# [Passage shown]
Segment Open

BEA school spirit is alive and running on four wheels
Keep your eyes open in the upcoming weeks for the return of a one-of-a-kind vehicle driving down the streets of Blue Earth.
It is a vehicle like no other and has not been seen driving on the road for over 25 years.
The car is a 1974 Chevy Nova.
Not convinced it is very special yet?
Well, the car is painted maroon with gold wheels, has a Blue Earth Area Buccaneers football helmet mounted on the hood and the Bucky mascot painted on the trunk. And if the driver hits the horn you will hear the BEA fight song (University of Minnesota Rouser).
Scott Skogen owns the car and says he got it from his uncle Gordy.
“I got it in the summer of 1990 and had it for our senior football season that fall,” Skogen recalls. “There are so many good times associated with the car.”
After Scott graduated in 1991, his brother Jamie had it until he graduated a couple of years later.
The car hasn’t been driven since then but was put on a trailer for a couple of parades, according to Scott.
But now the car is gearing up for another run as the Bucmobile.
“A couple of my teammate’s from the 1990 football team have sons or nephews who hope to be playing their senior season for BEA this year,” Scott explained. “Those boys expressed an interest in the car and I thought, why not.”
It was Riley Anderson, whose father Yankten was a teammate of Skogen, who had the idea to get the car going again.
“My dad passed away three years ago but I had seen pictures of him and his teammates with the car,” Riley says. ” The idea is not to make it into a ‘show’ car, but just to get it running.”

Segment Closed

# [Listed records]
Segment Open

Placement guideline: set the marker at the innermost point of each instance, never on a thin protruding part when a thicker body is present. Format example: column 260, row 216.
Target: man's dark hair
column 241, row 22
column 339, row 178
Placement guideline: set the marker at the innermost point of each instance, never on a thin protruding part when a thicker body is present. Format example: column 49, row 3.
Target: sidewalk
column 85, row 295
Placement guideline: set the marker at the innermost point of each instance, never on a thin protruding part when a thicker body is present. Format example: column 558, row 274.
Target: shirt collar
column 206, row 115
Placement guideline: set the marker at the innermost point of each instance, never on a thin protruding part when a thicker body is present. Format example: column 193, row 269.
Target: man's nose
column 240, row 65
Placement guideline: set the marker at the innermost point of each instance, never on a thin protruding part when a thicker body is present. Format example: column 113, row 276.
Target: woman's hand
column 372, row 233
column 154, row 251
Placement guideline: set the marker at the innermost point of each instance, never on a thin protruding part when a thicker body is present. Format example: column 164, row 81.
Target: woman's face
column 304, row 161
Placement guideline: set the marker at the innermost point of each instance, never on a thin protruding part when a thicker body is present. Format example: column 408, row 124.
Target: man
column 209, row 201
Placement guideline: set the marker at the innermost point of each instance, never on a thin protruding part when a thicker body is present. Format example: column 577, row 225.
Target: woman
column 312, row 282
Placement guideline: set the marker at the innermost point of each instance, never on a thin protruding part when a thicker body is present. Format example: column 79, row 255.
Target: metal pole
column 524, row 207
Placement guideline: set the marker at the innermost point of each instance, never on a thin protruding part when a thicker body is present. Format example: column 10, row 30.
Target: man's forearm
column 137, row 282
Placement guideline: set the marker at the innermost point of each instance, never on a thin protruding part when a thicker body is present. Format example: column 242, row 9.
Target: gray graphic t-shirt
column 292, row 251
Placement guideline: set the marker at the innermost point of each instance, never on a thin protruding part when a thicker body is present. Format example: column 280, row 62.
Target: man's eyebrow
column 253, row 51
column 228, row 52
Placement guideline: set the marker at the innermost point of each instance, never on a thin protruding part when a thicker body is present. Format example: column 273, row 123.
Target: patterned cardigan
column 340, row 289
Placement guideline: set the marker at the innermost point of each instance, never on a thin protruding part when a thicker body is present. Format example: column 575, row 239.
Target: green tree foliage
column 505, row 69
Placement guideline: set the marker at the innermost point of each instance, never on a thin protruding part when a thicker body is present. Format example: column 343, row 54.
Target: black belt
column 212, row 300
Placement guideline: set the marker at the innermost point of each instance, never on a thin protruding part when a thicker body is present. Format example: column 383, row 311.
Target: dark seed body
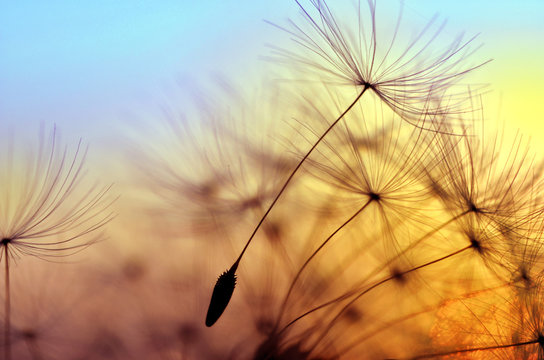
column 222, row 292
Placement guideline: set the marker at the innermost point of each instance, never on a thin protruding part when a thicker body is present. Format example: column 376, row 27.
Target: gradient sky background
column 90, row 66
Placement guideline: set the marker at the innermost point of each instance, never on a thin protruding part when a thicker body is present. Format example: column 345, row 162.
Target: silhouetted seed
column 188, row 333
column 222, row 292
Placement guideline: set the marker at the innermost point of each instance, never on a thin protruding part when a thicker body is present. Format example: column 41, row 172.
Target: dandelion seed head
column 222, row 292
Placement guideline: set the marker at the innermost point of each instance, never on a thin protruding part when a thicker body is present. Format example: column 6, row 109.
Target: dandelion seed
column 222, row 292
column 44, row 212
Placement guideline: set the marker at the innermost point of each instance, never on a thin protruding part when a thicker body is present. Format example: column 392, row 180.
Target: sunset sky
column 89, row 67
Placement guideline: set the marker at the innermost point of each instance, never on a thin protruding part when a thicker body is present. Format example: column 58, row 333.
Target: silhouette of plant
column 46, row 212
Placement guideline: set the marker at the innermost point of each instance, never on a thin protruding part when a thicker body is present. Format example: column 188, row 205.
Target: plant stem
column 295, row 170
column 7, row 310
column 353, row 292
column 463, row 351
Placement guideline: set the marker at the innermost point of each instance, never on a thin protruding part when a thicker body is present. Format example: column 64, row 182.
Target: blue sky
column 86, row 65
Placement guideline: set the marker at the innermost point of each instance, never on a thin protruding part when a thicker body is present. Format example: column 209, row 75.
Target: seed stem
column 295, row 170
column 7, row 309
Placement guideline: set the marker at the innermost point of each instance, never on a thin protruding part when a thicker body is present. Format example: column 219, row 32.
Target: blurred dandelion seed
column 403, row 86
column 45, row 213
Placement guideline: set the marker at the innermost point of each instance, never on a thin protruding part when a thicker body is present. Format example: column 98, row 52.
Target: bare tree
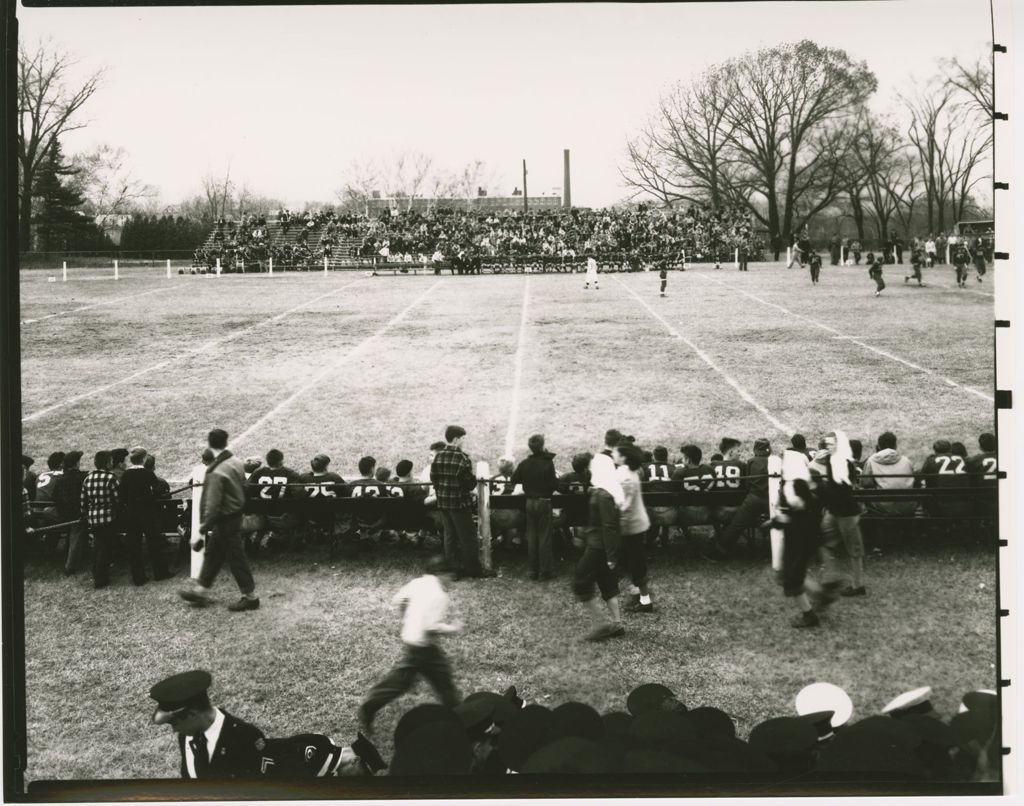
column 952, row 141
column 47, row 109
column 218, row 193
column 684, row 153
column 361, row 178
column 110, row 187
column 790, row 107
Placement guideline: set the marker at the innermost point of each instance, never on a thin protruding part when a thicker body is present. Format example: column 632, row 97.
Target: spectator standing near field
column 220, row 520
column 140, row 509
column 841, row 523
column 537, row 474
column 600, row 556
column 452, row 475
column 634, row 522
column 99, row 503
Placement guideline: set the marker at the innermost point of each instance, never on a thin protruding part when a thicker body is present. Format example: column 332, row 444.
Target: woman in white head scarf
column 596, row 566
column 841, row 524
column 800, row 517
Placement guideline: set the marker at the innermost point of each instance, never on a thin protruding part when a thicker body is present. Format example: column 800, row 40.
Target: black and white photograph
column 509, row 400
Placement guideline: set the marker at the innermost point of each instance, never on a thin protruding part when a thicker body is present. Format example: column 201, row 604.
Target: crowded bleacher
column 555, row 240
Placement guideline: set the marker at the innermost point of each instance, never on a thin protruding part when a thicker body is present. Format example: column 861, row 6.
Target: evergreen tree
column 56, row 217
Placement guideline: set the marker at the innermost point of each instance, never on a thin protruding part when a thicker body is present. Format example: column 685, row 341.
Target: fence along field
column 162, row 364
column 466, row 350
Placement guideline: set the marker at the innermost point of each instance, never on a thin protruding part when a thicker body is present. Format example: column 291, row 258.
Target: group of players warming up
column 962, row 260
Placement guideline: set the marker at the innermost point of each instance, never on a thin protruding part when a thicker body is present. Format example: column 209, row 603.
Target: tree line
column 786, row 132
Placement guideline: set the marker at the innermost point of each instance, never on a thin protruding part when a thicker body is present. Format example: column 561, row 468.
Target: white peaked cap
column 825, row 696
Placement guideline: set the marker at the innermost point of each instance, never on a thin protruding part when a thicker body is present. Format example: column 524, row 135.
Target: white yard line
column 331, row 368
column 779, row 425
column 851, row 339
column 181, row 355
column 93, row 305
column 517, row 381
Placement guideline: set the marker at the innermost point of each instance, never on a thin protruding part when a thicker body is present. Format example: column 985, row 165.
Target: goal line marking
column 517, row 382
column 851, row 339
column 181, row 355
column 331, row 368
column 93, row 305
column 778, row 424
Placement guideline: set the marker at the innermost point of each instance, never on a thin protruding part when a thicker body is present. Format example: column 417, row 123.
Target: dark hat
column 647, row 697
column 302, row 756
column 568, row 754
column 433, row 749
column 482, row 709
column 664, row 730
column 985, row 700
column 577, row 719
column 721, row 754
column 647, row 760
column 915, row 702
column 179, row 691
column 530, row 729
column 712, row 722
column 820, row 721
column 616, row 723
column 876, row 745
column 422, row 715
column 367, row 753
column 788, row 741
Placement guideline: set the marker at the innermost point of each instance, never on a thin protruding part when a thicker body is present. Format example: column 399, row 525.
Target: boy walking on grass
column 424, row 604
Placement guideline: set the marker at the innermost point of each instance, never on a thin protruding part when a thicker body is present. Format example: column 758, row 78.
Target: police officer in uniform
column 213, row 744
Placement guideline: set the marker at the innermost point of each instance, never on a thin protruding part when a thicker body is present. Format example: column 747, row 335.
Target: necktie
column 201, row 756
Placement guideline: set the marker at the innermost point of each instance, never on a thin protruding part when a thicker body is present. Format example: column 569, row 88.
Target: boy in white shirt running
column 591, row 272
column 424, row 604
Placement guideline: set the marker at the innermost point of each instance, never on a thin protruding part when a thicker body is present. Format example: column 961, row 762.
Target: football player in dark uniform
column 875, row 272
column 815, row 267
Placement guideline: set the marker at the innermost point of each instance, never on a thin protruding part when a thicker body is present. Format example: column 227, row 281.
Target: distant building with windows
column 480, row 202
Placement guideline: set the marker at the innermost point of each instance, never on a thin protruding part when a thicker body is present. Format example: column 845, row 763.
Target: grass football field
column 350, row 365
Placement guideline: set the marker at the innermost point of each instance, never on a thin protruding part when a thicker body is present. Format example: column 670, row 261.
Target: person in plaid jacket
column 452, row 475
column 99, row 503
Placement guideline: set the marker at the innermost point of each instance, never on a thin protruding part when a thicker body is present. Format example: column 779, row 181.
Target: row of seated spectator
column 726, row 470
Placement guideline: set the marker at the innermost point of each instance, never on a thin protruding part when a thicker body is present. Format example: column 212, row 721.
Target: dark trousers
column 752, row 512
column 427, row 661
column 223, row 543
column 143, row 538
column 76, row 547
column 591, row 570
column 460, row 541
column 539, row 553
column 635, row 556
column 104, row 537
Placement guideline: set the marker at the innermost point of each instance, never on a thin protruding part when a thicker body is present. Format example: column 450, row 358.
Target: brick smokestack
column 567, row 191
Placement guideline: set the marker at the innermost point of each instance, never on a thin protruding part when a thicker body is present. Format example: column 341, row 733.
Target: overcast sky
column 289, row 95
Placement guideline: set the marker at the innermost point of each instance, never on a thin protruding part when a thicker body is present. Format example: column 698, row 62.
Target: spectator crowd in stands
column 616, row 237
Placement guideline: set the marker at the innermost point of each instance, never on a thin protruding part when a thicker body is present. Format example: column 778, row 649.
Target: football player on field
column 658, row 473
column 727, row 473
column 696, row 477
column 274, row 481
column 983, row 469
column 322, row 483
column 943, row 470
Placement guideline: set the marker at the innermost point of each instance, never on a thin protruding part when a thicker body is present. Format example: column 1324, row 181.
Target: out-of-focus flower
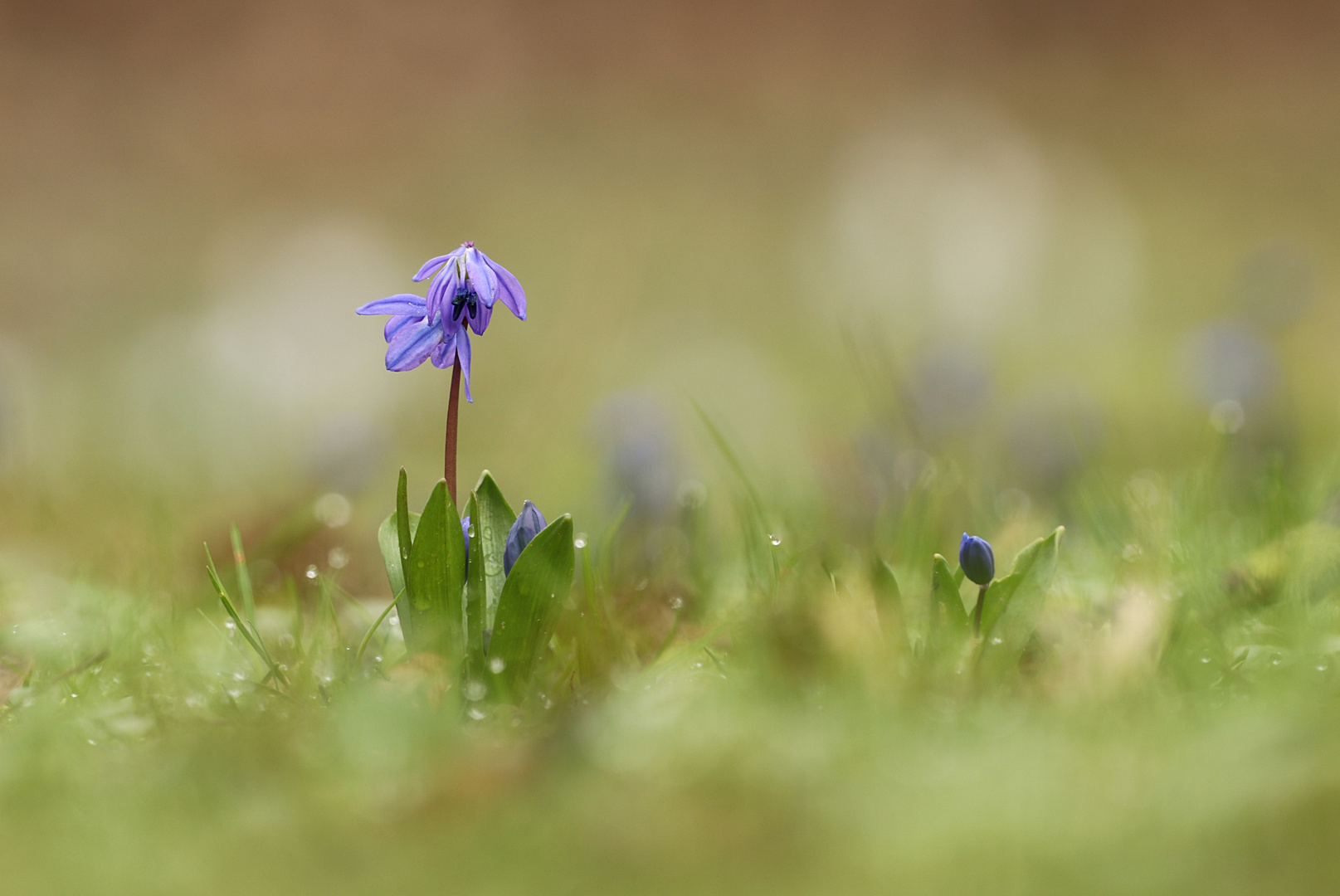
column 976, row 558
column 412, row 339
column 529, row 524
column 465, row 285
column 638, row 438
column 1231, row 362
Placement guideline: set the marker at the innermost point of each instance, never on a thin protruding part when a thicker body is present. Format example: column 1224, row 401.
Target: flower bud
column 976, row 558
column 527, row 525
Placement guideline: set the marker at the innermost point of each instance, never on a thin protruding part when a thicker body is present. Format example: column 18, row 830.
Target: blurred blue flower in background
column 638, row 440
column 529, row 524
column 1233, row 368
column 950, row 388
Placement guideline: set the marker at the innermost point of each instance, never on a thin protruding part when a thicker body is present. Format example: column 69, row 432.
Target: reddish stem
column 452, row 407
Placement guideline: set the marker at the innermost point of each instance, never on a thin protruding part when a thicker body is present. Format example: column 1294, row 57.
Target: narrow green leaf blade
column 389, row 540
column 243, row 576
column 1020, row 603
column 1001, row 591
column 946, row 593
column 531, row 603
column 492, row 521
column 475, row 590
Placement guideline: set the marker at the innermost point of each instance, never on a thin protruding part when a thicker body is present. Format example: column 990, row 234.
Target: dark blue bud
column 465, row 533
column 527, row 525
column 976, row 558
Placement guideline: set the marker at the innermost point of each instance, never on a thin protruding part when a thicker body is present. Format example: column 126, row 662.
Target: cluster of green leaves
column 488, row 625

Segment Closed

# [To do]
[1] List every feature the Bucmobile article gives to show that the 1974 Chevy Nova is special.
[2] According to the Bucmobile article, why did Scott Skogen agree to get the car running again?
[3] Retype the passage of the Bucmobile article starting at "It is a vehicle" and ending at "of years later.".

# [Outputs for the tasks]
[1]
- It is painted maroon.
- It has gold wheels.
- A Blue Earth Area Buccaneers football helmet is mounted on the hood.
- The Bucky mascot is painted on the trunk.
- The horn plays the BEA fight song (University of Minnesota Rouser).

[2] A couple of his teammates from the 1990 football team have sons or nephews who hope to play their senior season for BEA this year. Those boys expressed an interest in the car, and Scott thought, "why not."

[3]
It is a vehicle like no other and has not been seen driving on the road for over 25 years.
The car is a 1974 Chevy Nova.
Not convinced it is very special yet?
Well, the car is painted maroon with gold wheels, has a Blue Earth Area Buccaneers football helmet mounted on the hood and the Bucky mascot painted on the trunk. And if the driver hits the horn you will hear the BEA fight song (University of Minnesota Rouser).
Scott Skogen owns the car and says he got it from his uncle Gordy.
“I got it in the summer of 1990 and had it for our senior football season that fall,” Skogen recalls. “There are so many good times associated with the car.”
After Scott graduated in 1991, his brother Jamie had it until he graduated a couple of years later.